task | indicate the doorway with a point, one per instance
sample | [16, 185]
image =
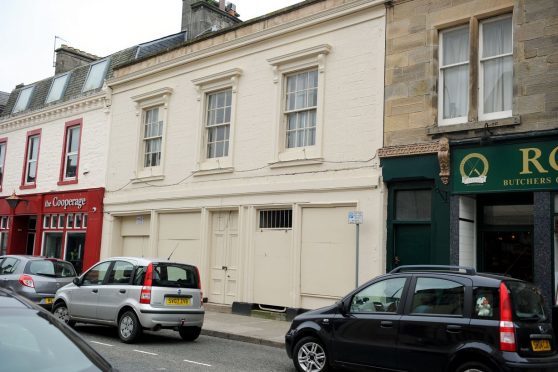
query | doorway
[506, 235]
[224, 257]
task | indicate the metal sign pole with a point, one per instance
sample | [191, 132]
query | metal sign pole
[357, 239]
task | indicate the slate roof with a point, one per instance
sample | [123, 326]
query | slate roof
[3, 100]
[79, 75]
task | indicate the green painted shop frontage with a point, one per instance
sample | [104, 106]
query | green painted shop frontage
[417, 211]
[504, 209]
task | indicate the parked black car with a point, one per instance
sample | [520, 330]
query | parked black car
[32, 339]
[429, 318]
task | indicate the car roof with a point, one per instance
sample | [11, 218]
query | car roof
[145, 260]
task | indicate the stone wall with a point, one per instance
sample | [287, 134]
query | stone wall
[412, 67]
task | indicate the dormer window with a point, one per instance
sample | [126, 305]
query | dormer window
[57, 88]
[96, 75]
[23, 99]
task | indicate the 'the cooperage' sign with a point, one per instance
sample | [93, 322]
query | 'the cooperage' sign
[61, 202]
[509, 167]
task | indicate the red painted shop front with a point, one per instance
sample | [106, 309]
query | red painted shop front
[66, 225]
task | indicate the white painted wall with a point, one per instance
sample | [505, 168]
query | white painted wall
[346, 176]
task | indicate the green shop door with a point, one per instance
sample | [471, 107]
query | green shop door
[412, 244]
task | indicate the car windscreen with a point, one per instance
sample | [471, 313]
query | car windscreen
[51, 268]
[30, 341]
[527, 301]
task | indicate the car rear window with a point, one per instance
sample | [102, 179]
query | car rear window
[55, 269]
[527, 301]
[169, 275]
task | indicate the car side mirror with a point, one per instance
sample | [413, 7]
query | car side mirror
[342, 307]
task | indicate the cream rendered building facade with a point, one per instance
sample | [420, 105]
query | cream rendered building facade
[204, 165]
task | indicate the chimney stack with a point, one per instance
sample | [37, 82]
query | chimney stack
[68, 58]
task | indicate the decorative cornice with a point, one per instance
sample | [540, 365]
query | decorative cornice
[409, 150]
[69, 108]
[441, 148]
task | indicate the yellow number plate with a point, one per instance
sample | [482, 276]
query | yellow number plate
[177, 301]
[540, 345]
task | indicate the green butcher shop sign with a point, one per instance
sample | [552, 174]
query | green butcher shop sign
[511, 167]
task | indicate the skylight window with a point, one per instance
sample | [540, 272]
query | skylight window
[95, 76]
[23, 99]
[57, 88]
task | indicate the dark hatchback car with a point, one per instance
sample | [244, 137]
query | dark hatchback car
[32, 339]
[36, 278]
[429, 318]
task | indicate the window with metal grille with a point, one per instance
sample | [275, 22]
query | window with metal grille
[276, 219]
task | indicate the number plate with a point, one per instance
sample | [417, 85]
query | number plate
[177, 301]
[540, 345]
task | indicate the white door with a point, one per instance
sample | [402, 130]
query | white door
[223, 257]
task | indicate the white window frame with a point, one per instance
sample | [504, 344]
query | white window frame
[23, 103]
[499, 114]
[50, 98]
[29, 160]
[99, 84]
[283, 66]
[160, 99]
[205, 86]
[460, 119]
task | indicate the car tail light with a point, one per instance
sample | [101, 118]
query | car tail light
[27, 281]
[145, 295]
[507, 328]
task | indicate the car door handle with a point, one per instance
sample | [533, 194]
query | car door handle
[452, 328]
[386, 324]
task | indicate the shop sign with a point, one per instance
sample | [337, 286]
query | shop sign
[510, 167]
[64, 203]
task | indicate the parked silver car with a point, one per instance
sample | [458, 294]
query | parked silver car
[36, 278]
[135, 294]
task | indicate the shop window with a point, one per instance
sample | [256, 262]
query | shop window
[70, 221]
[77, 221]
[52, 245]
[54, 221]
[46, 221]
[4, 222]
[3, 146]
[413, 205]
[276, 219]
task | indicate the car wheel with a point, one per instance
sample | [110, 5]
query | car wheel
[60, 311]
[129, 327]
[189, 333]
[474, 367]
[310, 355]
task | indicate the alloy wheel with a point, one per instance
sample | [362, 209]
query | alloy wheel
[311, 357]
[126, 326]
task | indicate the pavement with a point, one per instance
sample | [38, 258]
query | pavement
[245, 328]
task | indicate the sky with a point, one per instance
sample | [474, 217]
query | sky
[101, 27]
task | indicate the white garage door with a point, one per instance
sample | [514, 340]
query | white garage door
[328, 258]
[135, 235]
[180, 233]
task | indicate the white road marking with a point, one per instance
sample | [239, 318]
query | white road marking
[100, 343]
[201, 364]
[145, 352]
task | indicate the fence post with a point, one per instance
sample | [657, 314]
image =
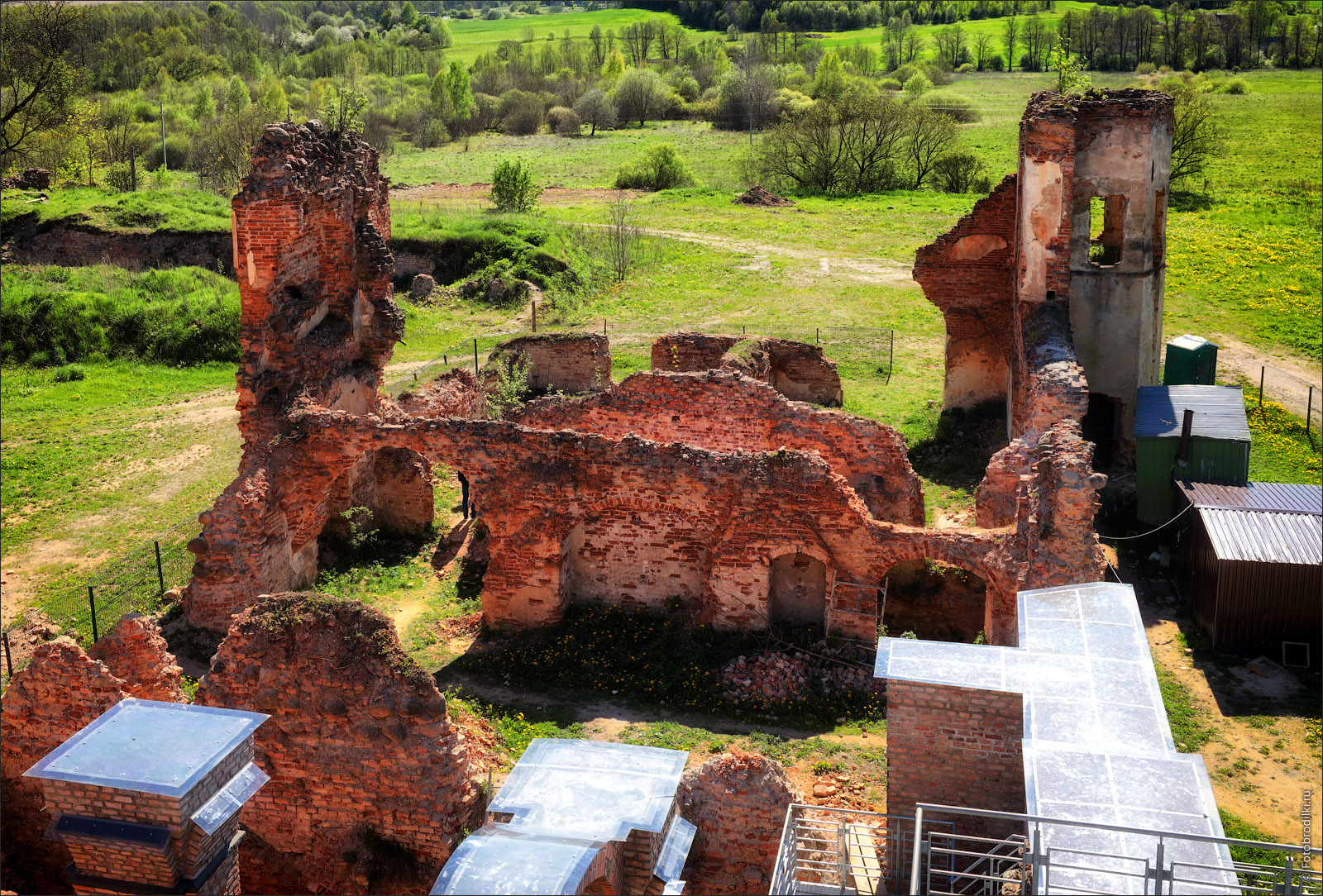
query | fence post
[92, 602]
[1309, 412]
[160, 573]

...

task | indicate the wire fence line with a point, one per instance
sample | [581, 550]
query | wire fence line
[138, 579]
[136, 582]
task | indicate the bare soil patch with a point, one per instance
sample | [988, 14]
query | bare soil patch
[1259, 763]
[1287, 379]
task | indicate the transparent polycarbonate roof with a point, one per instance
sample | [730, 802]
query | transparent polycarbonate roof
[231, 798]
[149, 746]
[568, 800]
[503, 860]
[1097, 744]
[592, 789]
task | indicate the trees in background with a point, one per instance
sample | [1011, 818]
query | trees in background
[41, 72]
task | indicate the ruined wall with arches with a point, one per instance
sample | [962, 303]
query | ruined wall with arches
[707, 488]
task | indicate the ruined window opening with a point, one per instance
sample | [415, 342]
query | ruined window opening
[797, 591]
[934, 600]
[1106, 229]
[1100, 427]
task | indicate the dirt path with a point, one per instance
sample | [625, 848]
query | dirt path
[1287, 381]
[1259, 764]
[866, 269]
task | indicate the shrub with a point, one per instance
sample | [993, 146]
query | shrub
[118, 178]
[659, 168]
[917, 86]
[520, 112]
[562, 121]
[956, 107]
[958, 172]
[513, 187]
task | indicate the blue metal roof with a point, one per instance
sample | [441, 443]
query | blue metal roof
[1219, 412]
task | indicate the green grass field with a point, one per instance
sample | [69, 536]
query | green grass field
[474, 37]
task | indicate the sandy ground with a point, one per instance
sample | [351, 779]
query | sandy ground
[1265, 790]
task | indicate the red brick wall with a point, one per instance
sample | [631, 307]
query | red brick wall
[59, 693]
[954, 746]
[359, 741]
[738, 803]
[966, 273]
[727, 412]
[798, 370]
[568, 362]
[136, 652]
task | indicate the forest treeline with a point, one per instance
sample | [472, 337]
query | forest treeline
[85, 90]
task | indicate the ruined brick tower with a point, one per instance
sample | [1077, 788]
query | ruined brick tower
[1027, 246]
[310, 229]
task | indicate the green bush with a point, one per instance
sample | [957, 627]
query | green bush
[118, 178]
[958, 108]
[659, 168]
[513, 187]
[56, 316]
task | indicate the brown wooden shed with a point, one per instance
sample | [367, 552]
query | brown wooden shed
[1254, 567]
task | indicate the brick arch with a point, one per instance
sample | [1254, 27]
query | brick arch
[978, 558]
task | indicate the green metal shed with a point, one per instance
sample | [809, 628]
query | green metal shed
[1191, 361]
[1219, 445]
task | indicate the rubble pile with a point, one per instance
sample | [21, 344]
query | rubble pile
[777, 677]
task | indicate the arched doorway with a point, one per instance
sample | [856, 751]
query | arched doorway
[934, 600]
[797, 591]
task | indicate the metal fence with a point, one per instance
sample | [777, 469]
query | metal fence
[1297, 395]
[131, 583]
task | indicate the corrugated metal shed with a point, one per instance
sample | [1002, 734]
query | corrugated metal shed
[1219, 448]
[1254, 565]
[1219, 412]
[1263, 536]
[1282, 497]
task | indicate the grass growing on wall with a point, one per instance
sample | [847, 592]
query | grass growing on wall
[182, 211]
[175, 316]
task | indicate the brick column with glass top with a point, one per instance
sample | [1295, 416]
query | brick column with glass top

• Task to carry out
Copy out the records above word for word, from the line containing "task | indicate the brick column" through the line containing "query | brick column with glass top", including both of those lines.

• Exercise answer
task | indicate the brick column with glass top with a point, one per instance
sample | [1295, 416]
query | brick column with glass top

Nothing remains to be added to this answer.